__Рабочее задание__
Продолжите текст о постмодерне как эстетическом фундаменте политкорректности, начав сразу после его последнего предложения.

__Предоставленный текст__
Эстетический фундамент политкорректности произрастает из постмодерна, который не стремится к истине, уравнивая с помощью терпимости любые концепции и взгляды, в равной степени имеющие право на существование. Постмодернизм поощряет любые новшества и даже безумства, вмещая в себя любую позицию, точку зрения, теорию, идеологию, которые объединяют все со всем в бесконечных коллажах. Различие истинного и ложного перестает быть значимым, ибо все дозволено и терпимо. Благодаря перформансу и инсталляции переход от искусства к жизни оказывается незаметным либо несущественным. (Отличие перформанса от инсталляции: насрать под дверью и позвонить — это инсталляция, а позвонить и насрать — перформанс.)

__Исходные данные__
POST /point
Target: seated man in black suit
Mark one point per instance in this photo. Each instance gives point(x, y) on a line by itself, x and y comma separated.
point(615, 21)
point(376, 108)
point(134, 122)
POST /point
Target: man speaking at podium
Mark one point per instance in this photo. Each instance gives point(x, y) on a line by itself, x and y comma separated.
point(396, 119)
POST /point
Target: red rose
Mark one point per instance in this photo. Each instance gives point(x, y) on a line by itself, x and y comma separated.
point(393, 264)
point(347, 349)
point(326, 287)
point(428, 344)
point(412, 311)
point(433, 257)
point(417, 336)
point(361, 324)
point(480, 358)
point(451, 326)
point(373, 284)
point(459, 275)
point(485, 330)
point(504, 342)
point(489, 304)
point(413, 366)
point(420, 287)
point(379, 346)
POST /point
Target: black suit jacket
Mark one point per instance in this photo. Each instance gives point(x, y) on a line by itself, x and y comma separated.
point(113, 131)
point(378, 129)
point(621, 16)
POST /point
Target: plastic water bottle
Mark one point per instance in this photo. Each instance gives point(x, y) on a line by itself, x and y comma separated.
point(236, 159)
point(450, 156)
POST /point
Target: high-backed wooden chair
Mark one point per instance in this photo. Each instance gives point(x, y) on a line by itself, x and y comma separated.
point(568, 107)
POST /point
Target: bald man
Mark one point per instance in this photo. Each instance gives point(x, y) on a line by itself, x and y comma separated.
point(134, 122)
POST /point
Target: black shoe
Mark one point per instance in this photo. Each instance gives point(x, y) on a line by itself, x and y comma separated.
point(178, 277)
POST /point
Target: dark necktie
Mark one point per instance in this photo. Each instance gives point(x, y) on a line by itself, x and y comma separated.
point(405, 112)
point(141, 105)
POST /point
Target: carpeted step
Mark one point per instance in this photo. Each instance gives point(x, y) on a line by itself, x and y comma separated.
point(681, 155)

__Результат задания__
Социальное государство целенаправленно убивает авторитарную семью, демонтируя традиционные отношения в семье, эмансипируя женщину и отнимая у нее функцию матери. Отец и мать не только уже превращены в США в родителя №1 и родителя №2, но фактически государство все более активно отбирает и присваивает детей. Политкорректная семья обречена на огосударствление детей разными средствами от роддома до школы. Всех детей, а не только из неких неблагополучных и несостоятельных семей! Школа является одним из последних этапов огосударствления детей. Современные дети социального государства очень мало общаются с родителями, и этот процесс постоянно развивается. А окончательное отделение ребенка от семьи выполняется средствами ювенальной юстиции. В принятой ООН «Конвенции о правах ребенка» помимо либеральной трескотни о всяческих правах ребенка на выражение мнения и недопустимость контроля за его выбором со стороны родителей (например, нельзя запрещать ребенку смотреть порносайты), есть только две приоритетные инстанции — ребенок и государство. А отец с матерью становятся лишними в этом дивном новом мире.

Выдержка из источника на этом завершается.